Given task: Rewrite all the items below as a Markdown table with two columns, Row and Line, giving each line its row number and leaving out the blank lines.
=== Data rows ===
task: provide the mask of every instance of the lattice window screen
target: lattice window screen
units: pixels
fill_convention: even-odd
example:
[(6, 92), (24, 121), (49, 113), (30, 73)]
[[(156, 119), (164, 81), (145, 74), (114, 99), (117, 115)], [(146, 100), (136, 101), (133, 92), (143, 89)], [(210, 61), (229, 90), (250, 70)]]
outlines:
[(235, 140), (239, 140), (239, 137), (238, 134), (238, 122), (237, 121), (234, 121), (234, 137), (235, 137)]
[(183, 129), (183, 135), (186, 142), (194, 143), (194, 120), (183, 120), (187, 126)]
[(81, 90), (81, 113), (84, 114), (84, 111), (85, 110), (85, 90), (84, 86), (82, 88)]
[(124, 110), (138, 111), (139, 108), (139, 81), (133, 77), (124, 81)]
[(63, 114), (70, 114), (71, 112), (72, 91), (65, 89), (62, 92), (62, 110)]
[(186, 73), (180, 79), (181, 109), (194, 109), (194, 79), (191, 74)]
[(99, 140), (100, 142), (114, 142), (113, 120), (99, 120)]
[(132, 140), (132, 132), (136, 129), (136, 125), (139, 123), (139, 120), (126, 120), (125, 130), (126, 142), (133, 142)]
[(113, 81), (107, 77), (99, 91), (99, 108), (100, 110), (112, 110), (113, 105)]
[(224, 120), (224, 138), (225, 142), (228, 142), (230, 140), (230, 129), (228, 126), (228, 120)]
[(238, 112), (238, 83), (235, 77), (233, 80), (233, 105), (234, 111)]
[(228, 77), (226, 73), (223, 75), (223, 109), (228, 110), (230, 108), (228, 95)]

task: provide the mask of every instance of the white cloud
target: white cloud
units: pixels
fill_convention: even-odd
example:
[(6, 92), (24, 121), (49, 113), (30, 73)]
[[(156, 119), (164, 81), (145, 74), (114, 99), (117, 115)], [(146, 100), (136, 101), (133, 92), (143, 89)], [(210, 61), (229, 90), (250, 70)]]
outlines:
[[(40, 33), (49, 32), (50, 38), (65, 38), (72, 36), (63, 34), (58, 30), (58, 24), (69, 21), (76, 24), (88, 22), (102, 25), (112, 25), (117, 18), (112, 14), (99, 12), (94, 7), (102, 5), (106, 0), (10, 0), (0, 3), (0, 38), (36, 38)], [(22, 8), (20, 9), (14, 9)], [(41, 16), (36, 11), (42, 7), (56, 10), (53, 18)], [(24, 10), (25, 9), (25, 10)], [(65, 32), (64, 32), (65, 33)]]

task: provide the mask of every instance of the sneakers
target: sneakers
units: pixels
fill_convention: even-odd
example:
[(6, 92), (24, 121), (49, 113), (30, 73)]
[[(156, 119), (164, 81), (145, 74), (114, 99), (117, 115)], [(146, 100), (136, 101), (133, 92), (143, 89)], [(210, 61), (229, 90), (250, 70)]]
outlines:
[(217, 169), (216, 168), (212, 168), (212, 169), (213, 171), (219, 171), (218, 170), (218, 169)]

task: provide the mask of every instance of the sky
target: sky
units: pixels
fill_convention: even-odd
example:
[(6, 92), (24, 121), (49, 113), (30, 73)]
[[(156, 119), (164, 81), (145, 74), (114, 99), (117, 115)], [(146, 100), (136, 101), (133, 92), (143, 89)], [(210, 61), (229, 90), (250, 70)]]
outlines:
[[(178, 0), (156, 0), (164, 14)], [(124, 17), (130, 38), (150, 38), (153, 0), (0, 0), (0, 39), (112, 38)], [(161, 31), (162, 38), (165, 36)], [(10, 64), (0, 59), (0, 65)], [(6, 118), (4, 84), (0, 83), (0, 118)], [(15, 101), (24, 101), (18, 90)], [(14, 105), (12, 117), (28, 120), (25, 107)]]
===
Task solution:
| Row | Line |
|---|---|
| 1 | task: provide the mask of every instance of the lattice window screen |
| 2 | target: lattice window screen |
| 3 | units: pixels |
| 4 | fill_convention: even-odd |
| 5 | example: |
| 6 | [(6, 92), (24, 121), (49, 113), (30, 73)] |
| 7 | [[(156, 119), (164, 81), (145, 74), (114, 99), (117, 115)], [(146, 100), (136, 101), (133, 92), (143, 89)], [(210, 61), (229, 90), (250, 70)]] |
| 8 | outlines: |
| 9 | [(235, 140), (239, 140), (239, 137), (238, 134), (238, 122), (237, 121), (234, 121), (234, 137), (235, 137)] |
| 10 | [(183, 129), (183, 135), (186, 142), (194, 143), (194, 120), (183, 120), (187, 126)] |
| 11 | [(81, 90), (81, 113), (84, 114), (84, 111), (85, 110), (85, 90), (84, 86), (82, 88)] |
| 12 | [(124, 110), (138, 111), (139, 108), (139, 81), (133, 77), (124, 81)] |
| 13 | [(63, 114), (70, 114), (71, 112), (72, 91), (65, 89), (62, 92), (62, 110)] |
| 14 | [(186, 73), (180, 79), (181, 109), (194, 109), (194, 79), (191, 74)] |
| 15 | [(99, 140), (100, 142), (114, 142), (113, 120), (99, 120)] |
| 16 | [(132, 140), (132, 132), (136, 129), (136, 125), (139, 123), (139, 120), (126, 120), (125, 130), (126, 142), (133, 142)] |
| 17 | [(113, 81), (107, 77), (99, 91), (99, 108), (100, 110), (112, 110), (113, 105)] |
| 18 | [(224, 120), (224, 138), (225, 142), (228, 142), (230, 140), (230, 129), (228, 126), (228, 120)] |
| 19 | [(238, 112), (238, 83), (235, 77), (233, 80), (233, 105), (234, 111)] |
| 20 | [(228, 77), (226, 73), (223, 75), (223, 109), (228, 110), (230, 108), (228, 95)] |
| 21 | task: provide the mask of every instance of the white cloud |
| 22 | target: white cloud |
| 23 | units: pixels |
| 24 | fill_convention: even-odd |
| 25 | example: |
| 26 | [(6, 92), (24, 121), (49, 113), (30, 73)] |
| 27 | [[(156, 119), (164, 81), (145, 74), (114, 99), (117, 115)], [(146, 100), (136, 101), (133, 92), (143, 89)], [(210, 61), (229, 90), (250, 70)]] |
| 28 | outlines: |
| 29 | [[(40, 33), (49, 32), (50, 38), (65, 38), (72, 36), (63, 34), (58, 30), (58, 24), (69, 21), (76, 24), (88, 22), (102, 25), (112, 25), (117, 18), (112, 14), (99, 12), (94, 7), (102, 5), (106, 0), (10, 0), (0, 3), (0, 38), (36, 38)], [(22, 8), (20, 9), (14, 9)], [(41, 16), (36, 11), (42, 7), (56, 10), (53, 18)], [(24, 10), (25, 9), (25, 10)], [(65, 32), (64, 32), (65, 33)]] |
| 30 | task: provide the mask of every instance of the sneakers |
| 31 | target: sneakers |
| 32 | units: pixels |
| 33 | fill_convention: even-odd |
| 34 | example: |
| 35 | [(6, 92), (24, 121), (49, 113), (30, 73)] |
| 36 | [[(156, 119), (164, 81), (145, 74), (114, 99), (117, 115)], [(146, 100), (136, 101), (133, 92), (143, 89)], [(210, 61), (229, 90), (250, 70)]] |
| 37 | outlines: |
| 38 | [(217, 169), (216, 168), (212, 168), (212, 169), (213, 171), (219, 171), (218, 170), (218, 169)] |
| 39 | task: provide the mask of every instance of the sky |
| 40 | target: sky |
| 41 | units: pixels |
| 42 | fill_convention: even-odd |
| 43 | example: |
| 44 | [(6, 92), (24, 121), (49, 113), (30, 73)] |
| 45 | [[(156, 119), (164, 81), (145, 74), (114, 99), (117, 115)], [(146, 100), (136, 101), (133, 92), (143, 89)], [(210, 61), (229, 90), (250, 70)]] |
| 46 | outlines: |
| 47 | [[(178, 0), (156, 0), (164, 14)], [(124, 17), (130, 38), (150, 38), (153, 0), (0, 0), (0, 39), (112, 38)], [(161, 31), (162, 38), (165, 36)], [(10, 64), (0, 59), (0, 65)], [(6, 118), (4, 84), (0, 83), (0, 118)], [(15, 101), (24, 101), (18, 90)], [(14, 105), (12, 117), (28, 120), (25, 107)]] |